Aside from the pictures, the entries should be given again exactly.
-- DATASET CONTENT follows --
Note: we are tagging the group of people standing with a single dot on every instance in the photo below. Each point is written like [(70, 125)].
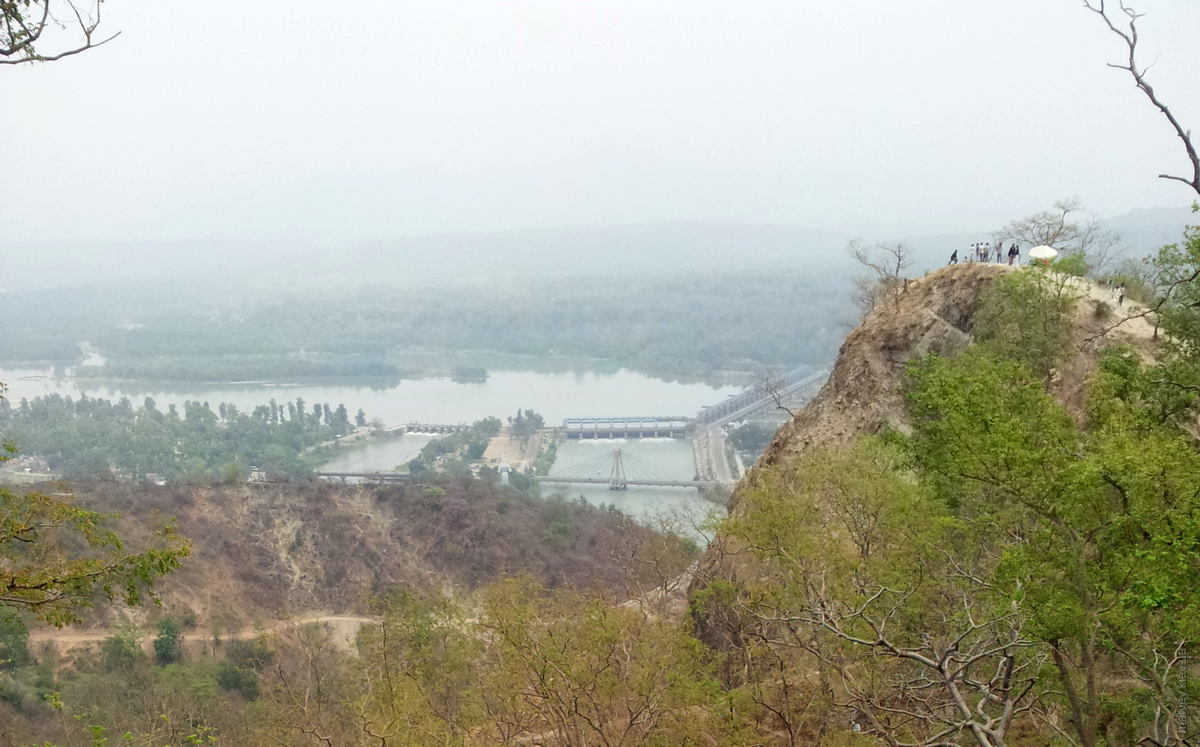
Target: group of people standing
[(983, 251)]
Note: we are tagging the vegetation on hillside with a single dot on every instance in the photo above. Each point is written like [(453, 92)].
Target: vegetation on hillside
[(678, 324), (95, 437)]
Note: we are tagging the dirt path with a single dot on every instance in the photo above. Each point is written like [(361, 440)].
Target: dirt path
[(343, 627)]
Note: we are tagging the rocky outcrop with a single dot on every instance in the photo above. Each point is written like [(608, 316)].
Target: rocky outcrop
[(934, 314), (931, 315)]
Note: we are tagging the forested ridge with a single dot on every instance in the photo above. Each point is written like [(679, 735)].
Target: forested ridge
[(1000, 550), (666, 324)]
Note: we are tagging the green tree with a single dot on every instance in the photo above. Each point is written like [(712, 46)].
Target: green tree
[(1027, 317), (168, 643), (13, 640), (58, 559)]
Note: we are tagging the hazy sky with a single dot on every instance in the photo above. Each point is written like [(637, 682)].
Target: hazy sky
[(348, 121)]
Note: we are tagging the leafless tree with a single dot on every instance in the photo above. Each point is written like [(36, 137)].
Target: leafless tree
[(886, 264), (1122, 21), (47, 30), (971, 680), (1060, 228)]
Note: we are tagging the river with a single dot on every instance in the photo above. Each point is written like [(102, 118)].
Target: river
[(679, 508), (556, 395)]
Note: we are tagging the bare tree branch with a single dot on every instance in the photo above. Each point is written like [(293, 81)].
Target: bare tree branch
[(1127, 29), (23, 29)]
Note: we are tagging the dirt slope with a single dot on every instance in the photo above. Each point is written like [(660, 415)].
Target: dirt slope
-- DATASET CONTENT concluded --
**EXERCISE OUTPUT**
Note: we are tagging the group of people standing with a single dot on every instance in the photo below. Each point is written like [(70, 125)].
Target: group of people standing
[(983, 251)]
Note: we are tagging the vegetation on hillside with a single dot on every instance in the photo above. Each point is written like [(453, 92)].
Target: vegetation on hillside
[(678, 324), (95, 437)]
Note: we are tagging the dirt path with a single dot on every instance in the photo above. Each point is written like [(361, 440)].
Target: dirt path
[(343, 627)]
Note: we are tagging the rocky outcrop with a single dot on every instance in the photo above. Each point is written like [(608, 316)].
Target: rocky outcrop
[(934, 314), (931, 315)]
Note: we are tagging the forested ridge with a single dot on every instance in the photo above. Each point is written like [(679, 735)].
Target: forested ridge
[(1000, 550), (666, 324)]
Note: we are tagging the green tree with a single dot on every instance in the photo above. Each point is written like [(712, 46)].
Target: green tree
[(1027, 317), (168, 643), (13, 640), (58, 559)]
Note: we are tagging the hazy sky with a single dot on every instance in the photo above. Each point is written like [(637, 682)].
Target: hazy sky
[(348, 121)]
Note: we are tagging the leafless tree with a single dot on every instance in the photo above. Each point is written like [(36, 137)].
Target: leafless tree
[(886, 264), (1122, 21), (47, 30), (971, 680), (1060, 228)]
Note: we are tagging the river with a single dot on every instance in the photo above. Each point is written like [(102, 118)].
Target: river
[(679, 508), (556, 395)]
Note: we are tagging the bare tree branch with a single dot on every instance in the photo above. Each point is written like [(293, 81)].
Target: bare tree branch
[(1127, 29), (23, 29)]
Note: we are tagging the dirt slope with a single dot on every instance in the photo above. Each point is written like [(660, 415)].
Target: dirt slope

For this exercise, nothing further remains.